Stephanskirchen – „Bad“, da denkt man an Bad Endorf und Bad Aibling, Baden-Baden, Bad Kissingen, Bad Wiessee, Norddeutsche an Bad Pyrmont. Aber „Bad Leonhardspfunzen“? Zwischen Inn und Schloßberg ist der Wegweiser mehrfach zu finden. Wieso eigentlich?
Entlang der gesamten Hangleite der heutigen Ortsteile Hofau, Innleiten und Leonhardspfunzen treten zahlreiche Quellen zutage. Sie wurden, so schreibt der damalige Stadtarchivar Rosenheims, Karl Mair, im Jahr 2016, schon früh in Brunnen gefasst.
Zur „gefälligen
Benützung“
In den 1870er-Jahren entschloss sich Wolfgang Krug, der damalige Inhaber des Gasthauses „Zum Kirchmayerwirt“ in Leonhardspfunzen, die Heilkraft der Leonhardsquelle und die idyllische Lage der Mitte des 18.Jahrhunderts neu errichteten Brunnenkapelle gastronomisch zu nutzen. Er eröffnete das „Mineralbad zur Leonhardsquelle“.
Den Besuchern wurden hier laut Stadtarchivar Mair Bäder in einem Holzbau, der in kleine Kabinen aufgeteilt war, verabreicht. In einer Annonce im „Rosenheimer Anzeiger“ wirbt Krug 1882 vollmundig, dass die Leonhardsquelle „höheren Eisengehalt besitzt als die Rosenheimer Mineralquellen und deßhalb zur gefälligen Benützung empfohlen“ sei.

****************************************

Übungsaufgaben:
[A] Wer eröffnete laut dem Text über Bad Leonhardspfunzen das „Mineralbad zur Leonhardsquelle“?
[B] Wie lautet die Stelle im Text über Bad Leonhardspfunzen, beginnend mit „Entlang der gesamten“ und weiter bis „in Brunnen gefasst.“, wenn man „Quellen“ durch „Wasseradern“ ersetzt?
Die Auflistung ist vom Text unabhängiges Material.

[Gespeicherte Einträge aus einer Sammlung]
****************************************

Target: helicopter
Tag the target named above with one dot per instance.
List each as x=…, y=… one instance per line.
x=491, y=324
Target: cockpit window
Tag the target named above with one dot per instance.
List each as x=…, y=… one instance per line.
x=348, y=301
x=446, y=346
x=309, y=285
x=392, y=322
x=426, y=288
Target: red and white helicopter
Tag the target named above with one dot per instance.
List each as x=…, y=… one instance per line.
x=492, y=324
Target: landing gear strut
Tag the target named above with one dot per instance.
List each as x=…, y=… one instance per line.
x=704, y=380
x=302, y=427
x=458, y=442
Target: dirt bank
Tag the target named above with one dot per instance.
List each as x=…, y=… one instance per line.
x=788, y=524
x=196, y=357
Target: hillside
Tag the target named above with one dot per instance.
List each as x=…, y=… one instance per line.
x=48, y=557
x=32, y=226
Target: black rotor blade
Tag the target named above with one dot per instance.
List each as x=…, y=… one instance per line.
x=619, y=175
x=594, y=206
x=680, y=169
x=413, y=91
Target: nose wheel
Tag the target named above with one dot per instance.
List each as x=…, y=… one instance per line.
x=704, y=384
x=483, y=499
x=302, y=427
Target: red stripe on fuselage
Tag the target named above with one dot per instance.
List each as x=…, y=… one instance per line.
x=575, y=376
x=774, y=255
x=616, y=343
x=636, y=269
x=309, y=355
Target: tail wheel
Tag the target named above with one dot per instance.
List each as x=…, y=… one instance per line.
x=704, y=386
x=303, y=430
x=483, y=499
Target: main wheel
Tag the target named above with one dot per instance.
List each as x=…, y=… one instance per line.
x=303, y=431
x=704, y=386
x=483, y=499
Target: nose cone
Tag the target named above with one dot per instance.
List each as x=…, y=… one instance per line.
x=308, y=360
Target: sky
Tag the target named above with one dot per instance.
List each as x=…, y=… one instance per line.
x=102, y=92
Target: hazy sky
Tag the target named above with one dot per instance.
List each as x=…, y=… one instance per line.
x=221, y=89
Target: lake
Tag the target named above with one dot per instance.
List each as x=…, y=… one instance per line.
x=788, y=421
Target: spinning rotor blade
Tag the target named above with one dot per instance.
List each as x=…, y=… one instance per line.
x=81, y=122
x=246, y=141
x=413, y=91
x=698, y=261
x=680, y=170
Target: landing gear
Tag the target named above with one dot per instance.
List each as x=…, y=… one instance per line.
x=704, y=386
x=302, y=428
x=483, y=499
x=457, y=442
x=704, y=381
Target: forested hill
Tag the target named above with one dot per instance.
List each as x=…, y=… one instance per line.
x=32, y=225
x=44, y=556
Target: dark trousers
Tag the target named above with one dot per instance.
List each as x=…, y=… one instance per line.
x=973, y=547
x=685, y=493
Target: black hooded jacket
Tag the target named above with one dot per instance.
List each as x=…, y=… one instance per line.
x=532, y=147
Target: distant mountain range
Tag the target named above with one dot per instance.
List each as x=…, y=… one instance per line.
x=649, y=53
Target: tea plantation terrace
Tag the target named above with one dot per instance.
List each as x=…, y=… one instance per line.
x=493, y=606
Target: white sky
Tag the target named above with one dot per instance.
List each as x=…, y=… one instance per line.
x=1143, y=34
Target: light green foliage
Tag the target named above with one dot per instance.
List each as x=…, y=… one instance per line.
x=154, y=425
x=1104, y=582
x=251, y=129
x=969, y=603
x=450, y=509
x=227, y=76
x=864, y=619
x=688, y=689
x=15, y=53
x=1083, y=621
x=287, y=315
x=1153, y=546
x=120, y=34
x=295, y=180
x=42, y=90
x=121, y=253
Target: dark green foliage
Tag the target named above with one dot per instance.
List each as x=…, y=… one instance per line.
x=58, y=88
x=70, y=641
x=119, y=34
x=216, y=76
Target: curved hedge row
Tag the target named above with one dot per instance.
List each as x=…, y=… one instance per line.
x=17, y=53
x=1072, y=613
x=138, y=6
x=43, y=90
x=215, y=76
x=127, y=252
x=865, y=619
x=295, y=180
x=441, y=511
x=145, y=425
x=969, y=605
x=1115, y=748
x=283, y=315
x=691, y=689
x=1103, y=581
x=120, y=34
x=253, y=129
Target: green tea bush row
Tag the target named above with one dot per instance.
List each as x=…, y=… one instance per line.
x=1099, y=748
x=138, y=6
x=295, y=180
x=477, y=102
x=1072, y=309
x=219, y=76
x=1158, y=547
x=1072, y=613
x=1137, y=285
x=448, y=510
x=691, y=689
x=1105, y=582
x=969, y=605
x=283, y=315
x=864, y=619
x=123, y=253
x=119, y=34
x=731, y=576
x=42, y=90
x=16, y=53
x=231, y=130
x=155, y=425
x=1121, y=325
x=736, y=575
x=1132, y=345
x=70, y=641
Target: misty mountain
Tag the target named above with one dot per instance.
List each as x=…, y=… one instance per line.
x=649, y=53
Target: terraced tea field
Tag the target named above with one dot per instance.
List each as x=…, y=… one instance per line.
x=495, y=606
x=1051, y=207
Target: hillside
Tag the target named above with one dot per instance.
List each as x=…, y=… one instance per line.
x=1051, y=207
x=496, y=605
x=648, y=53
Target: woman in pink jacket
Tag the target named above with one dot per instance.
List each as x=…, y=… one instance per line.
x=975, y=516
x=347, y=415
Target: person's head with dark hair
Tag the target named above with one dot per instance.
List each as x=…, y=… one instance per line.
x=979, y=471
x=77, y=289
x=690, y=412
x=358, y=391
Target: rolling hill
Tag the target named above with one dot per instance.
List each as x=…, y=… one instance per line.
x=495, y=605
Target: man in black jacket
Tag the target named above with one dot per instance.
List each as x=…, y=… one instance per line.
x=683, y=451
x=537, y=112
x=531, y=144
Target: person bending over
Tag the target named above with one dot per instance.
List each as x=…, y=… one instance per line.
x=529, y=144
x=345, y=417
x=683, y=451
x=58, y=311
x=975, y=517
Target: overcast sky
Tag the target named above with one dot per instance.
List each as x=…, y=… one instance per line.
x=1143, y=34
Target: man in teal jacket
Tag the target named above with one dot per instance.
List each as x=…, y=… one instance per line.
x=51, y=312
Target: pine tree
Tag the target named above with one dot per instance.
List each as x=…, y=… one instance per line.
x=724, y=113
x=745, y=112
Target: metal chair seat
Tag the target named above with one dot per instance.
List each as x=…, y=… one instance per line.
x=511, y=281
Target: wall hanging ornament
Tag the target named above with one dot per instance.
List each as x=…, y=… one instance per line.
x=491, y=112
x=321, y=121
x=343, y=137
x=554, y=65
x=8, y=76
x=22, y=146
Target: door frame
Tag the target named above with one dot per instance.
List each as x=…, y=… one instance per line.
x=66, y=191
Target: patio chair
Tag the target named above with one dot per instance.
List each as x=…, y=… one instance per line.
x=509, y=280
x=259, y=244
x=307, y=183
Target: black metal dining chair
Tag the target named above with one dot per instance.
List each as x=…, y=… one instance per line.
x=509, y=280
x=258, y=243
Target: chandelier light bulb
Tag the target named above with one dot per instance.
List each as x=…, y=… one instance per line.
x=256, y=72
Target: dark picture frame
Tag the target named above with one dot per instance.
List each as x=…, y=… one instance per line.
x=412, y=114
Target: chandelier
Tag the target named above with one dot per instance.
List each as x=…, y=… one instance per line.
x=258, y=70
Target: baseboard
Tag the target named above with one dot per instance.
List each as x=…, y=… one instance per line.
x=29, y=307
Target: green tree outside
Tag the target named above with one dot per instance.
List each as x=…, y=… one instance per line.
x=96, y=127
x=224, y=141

****************************************

Lösungen:
[A] Wolfgang Krug, der damalige Inhaber des Gasthauses „Zum Kirchmayerwirt“ in Leonhardspfunzen.

[B]
Entlang der gesamten Hangleite der heutigen Ortsteile Hofau, Innleiten und Leonhardspfunzen treten zahlreiche Wasseradern zutage. Sie wurden, so schreibt der damalige Stadtarchivar Rosenheims, Karl Mair, im Jahr 2016, schon früh in Brunnen gefasst.